## [Work request]
Up to and including the line with "Give the mask of every instance of the orange", return every line from the start of the entries below exactly.

[Data records]
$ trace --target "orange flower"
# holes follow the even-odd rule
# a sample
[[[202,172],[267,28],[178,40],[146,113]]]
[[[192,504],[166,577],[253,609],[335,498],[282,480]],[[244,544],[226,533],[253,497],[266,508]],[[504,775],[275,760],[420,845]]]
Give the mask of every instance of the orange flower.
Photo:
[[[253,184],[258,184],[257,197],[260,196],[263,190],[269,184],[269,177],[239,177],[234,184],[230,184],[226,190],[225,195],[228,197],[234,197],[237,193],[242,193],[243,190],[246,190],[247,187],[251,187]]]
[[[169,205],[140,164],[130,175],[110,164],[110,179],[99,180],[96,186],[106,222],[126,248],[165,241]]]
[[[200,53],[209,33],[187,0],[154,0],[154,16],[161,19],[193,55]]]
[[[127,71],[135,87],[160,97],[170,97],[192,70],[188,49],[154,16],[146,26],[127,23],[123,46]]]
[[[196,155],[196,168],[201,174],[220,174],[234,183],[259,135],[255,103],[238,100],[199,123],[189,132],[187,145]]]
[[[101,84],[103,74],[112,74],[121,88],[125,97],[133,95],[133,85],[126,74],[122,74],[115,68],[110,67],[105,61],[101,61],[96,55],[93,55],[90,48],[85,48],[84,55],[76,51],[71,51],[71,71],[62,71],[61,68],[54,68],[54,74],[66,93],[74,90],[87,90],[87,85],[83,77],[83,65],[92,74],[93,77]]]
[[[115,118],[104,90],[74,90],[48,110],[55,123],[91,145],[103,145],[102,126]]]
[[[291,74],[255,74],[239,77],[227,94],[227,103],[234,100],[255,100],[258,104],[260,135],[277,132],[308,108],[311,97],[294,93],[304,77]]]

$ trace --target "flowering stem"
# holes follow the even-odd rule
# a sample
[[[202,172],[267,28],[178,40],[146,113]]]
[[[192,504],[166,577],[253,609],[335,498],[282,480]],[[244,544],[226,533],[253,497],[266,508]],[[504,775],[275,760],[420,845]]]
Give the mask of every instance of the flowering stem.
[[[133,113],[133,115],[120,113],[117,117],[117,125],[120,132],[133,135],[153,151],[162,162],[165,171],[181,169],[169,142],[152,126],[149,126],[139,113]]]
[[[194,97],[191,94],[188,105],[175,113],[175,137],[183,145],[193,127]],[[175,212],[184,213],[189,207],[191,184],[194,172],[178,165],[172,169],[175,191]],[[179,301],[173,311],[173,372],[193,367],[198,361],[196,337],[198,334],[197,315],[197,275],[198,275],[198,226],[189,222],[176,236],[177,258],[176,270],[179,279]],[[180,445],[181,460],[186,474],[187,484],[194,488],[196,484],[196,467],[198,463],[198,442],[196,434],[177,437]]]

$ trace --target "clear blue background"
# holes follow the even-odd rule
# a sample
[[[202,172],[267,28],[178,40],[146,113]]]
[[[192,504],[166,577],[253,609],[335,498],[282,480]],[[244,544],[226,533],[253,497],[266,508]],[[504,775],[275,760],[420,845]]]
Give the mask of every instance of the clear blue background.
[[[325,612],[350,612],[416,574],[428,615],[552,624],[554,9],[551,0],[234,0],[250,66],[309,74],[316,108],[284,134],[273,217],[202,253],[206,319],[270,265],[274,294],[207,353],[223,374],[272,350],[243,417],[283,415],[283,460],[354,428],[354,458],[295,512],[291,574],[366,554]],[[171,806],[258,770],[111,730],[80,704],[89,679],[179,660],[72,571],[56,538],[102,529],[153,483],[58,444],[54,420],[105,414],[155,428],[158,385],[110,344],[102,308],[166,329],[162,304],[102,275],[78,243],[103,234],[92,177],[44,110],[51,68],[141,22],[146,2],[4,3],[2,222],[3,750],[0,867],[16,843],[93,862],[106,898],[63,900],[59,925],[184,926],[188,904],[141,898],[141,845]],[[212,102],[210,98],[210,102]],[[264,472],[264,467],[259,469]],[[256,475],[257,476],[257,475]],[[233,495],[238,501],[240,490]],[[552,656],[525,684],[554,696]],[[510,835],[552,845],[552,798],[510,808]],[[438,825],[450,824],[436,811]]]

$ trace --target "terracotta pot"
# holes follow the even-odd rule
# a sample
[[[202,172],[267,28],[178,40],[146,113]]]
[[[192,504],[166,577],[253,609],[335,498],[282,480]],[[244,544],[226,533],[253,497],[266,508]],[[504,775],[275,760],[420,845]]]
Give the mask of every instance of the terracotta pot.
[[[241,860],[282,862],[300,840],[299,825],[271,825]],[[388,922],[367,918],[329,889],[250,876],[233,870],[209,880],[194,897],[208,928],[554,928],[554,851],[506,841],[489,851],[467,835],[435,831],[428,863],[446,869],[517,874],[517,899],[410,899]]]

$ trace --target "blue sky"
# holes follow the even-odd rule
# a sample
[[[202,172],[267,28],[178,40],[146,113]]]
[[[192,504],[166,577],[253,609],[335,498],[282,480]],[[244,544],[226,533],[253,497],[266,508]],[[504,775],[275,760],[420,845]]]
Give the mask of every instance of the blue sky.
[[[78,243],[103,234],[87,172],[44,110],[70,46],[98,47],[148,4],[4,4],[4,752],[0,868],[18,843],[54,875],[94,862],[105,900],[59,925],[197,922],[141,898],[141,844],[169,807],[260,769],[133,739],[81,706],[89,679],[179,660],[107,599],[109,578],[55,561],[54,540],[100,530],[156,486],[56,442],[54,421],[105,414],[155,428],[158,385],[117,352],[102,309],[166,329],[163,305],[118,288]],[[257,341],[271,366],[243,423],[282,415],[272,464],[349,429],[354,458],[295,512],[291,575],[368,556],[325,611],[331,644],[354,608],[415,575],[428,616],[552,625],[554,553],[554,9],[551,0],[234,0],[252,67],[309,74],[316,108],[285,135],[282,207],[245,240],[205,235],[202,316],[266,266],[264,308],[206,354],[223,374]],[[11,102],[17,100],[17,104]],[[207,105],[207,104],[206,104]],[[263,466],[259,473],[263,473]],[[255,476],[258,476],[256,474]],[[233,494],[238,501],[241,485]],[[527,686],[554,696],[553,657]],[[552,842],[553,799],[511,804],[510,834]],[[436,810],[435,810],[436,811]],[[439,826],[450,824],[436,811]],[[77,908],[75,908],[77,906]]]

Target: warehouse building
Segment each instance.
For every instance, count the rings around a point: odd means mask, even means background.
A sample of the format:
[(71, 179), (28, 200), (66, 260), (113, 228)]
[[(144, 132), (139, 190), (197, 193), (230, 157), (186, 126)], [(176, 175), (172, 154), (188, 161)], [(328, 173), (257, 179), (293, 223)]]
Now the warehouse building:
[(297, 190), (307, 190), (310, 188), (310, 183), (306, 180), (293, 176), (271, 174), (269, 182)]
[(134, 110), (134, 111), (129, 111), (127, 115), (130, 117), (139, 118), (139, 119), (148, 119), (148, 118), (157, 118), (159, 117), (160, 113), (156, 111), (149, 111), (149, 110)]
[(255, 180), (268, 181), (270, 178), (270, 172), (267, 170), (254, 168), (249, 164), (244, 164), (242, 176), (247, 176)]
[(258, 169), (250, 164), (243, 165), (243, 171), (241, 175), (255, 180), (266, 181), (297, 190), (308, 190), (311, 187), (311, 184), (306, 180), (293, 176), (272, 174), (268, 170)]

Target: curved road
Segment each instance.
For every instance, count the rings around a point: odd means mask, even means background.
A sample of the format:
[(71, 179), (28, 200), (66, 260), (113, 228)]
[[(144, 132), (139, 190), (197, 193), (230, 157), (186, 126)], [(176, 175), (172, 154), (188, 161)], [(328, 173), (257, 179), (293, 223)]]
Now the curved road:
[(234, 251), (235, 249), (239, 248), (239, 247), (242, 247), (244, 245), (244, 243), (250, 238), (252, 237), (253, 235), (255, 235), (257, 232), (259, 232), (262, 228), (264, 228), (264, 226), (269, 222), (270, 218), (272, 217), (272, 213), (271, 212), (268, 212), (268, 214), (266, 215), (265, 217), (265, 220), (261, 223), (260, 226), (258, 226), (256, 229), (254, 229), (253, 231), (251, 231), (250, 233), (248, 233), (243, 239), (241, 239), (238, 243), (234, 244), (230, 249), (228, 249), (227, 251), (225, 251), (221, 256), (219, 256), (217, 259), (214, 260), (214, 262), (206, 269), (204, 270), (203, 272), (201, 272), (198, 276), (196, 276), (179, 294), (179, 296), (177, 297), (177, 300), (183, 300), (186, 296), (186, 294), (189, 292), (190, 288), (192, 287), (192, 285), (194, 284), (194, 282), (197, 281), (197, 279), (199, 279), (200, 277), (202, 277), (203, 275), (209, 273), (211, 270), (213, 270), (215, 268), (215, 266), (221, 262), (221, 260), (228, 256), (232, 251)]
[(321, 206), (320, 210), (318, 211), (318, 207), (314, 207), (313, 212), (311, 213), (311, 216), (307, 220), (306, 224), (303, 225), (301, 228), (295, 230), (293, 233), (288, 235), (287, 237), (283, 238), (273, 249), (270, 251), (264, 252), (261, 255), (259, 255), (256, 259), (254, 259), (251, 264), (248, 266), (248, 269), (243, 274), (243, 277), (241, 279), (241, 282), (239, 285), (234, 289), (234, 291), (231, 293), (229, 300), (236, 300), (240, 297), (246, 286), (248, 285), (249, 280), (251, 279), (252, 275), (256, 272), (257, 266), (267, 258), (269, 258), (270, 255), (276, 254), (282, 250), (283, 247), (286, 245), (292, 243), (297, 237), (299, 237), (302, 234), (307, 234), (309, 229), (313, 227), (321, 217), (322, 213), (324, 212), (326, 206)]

## [Answer]
$ trace --target "orange flower"
# holes follow the even-odd rule
# a sample
[[[202,172],[267,28],[178,40],[146,113]]]
[[[192,504],[166,577],[253,609],[335,498],[282,480]],[[244,544],[226,533],[253,497],[266,508]],[[504,775],[275,760],[420,845]]]
Give the mask of every instance of the orange flower.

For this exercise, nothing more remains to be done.